Task brief
Return, from the listing that follows, each line containing the word "instance".

-- -- --

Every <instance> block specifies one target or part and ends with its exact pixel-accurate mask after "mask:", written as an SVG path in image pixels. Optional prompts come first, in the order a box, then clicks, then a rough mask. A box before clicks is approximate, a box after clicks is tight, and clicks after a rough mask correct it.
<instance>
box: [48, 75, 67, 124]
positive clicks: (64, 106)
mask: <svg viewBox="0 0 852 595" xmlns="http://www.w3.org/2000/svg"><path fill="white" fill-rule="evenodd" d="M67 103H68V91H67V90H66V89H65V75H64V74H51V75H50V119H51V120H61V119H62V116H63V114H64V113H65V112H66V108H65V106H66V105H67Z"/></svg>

-- -- --

Response
Every <instance> block specifies one target or part and ends with its exact pixel-accurate mask after "mask:", written as an SVG path in image pixels. Optional prompts come first, in the order a box, then clicks, then a rough mask. A box before clicks is approximate, a box after clicks is tight, and clicks after a rough mask correct it.
<instance>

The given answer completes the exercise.